INDIANAPOLIS, Ind. — Lt. Gov. Sue Ellspermann recently spoke at the Indiana Pork annual meeting applauding Hoosier pork producers for their continued efforts to make agriculture a key economic driver for the state of Indiana.

“I’m extremely proud of the agriculture industry here in Indiana and will continue to do the prudent things to keep the industry strong moving forward,” said Ellspermann, who recently took office with new Indiana Gov. Mike Pence in January.

In addition to Ellspermann, key guests included new Indiana State Department of Agriculture Director Gina Sheets; Otto Doering, professor of agricultural economics at Purdue University, who provided a thought-provoking presentation on climate change; Neil Dierks, of the National Pork Producers’ Council (NPPC) and Ernie Barnes, of the National Pork Board. 

Neil Dierks provided a report from NPPC, the legislative arm of the industry, largely considered the global voice for the U.S. pork industry.

“We’ve seen huge growth in the world population in the last 1,000 years with considerable density in the Asian population,” said Dierks. “While today the global feed supply is meeting demands, the real issue in food production will be in the coming years.”
Dierks went on to discuss the growth in world population (from 7 billion to 9 billion) in the next 40 years with population generally increasing in urban areas over time. With the growth in cities across the world, Dierks anticipates a likely increase in meat consumption, fueling more demand for U.S. pork products.

REQUIRED TASK:
Answer these questions about the pork industry article:
(a) Who did Ellspermann take office with in January?
(b) What topic did Otto Doering's presentation cover?
(c) Over the next 40 years, what growth in world population did Dierks discuss?
The rows have no connection to the excerpted text.

Items from a dataset:

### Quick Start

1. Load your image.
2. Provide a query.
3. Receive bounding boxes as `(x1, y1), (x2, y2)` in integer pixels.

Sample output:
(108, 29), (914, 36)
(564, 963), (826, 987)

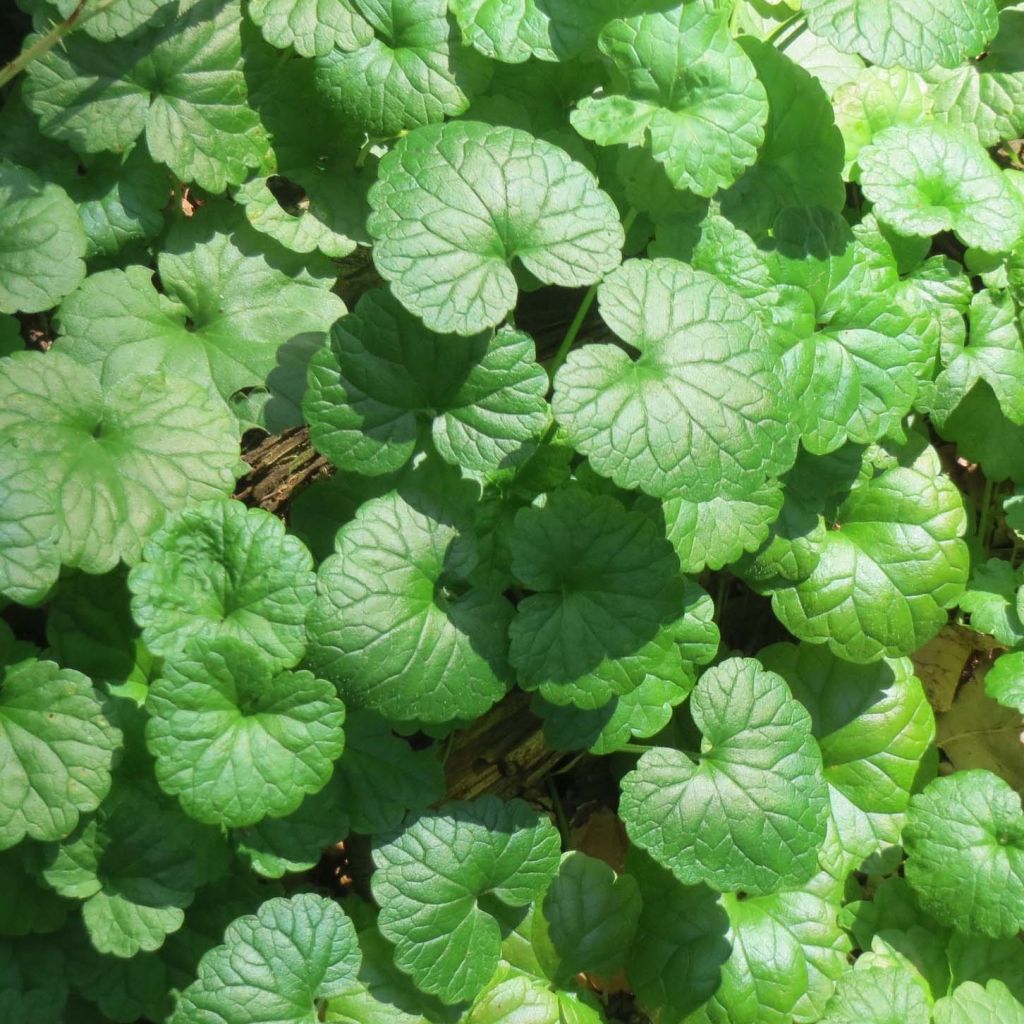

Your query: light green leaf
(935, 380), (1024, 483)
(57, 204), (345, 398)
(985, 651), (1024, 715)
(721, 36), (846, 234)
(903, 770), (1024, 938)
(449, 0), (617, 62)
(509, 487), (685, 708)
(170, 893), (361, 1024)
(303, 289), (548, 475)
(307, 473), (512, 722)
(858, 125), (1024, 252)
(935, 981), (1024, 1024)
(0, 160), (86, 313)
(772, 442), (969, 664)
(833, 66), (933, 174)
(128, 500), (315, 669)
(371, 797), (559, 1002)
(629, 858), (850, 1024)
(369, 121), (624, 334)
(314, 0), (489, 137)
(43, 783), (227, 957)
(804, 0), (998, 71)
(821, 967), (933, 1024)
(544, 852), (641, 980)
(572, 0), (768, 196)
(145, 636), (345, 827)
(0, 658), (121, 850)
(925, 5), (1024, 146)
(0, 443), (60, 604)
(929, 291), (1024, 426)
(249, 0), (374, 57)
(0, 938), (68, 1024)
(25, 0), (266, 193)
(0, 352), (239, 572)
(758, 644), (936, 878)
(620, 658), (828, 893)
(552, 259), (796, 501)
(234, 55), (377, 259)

* * *

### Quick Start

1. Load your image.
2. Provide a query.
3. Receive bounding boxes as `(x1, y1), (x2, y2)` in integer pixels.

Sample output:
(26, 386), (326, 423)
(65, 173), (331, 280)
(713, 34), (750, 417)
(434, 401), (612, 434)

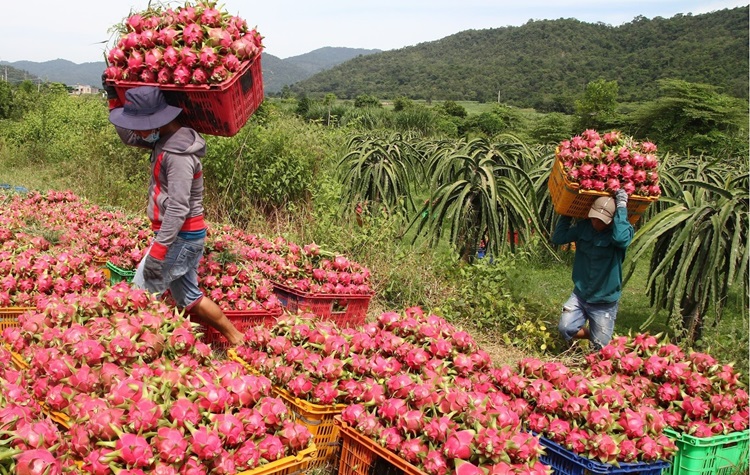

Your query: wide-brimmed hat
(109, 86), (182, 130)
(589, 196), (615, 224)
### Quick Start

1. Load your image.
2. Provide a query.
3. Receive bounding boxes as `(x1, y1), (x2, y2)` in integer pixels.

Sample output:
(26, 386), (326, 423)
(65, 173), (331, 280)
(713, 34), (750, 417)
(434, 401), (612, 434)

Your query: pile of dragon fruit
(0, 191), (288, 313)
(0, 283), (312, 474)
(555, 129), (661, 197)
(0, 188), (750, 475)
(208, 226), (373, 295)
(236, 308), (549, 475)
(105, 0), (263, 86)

---

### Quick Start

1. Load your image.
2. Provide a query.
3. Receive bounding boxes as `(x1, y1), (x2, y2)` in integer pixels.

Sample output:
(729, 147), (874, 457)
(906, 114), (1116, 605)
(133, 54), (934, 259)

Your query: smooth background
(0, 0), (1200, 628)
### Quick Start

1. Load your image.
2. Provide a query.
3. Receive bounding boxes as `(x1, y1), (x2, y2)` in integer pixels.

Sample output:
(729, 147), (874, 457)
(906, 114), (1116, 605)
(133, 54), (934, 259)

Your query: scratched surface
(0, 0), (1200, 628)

SOLUTION FOR THIS PROBLEM:
(a) New Indiana Gov. Mike Pence
(b) Climate change
(c) From 7 billion to 9 billion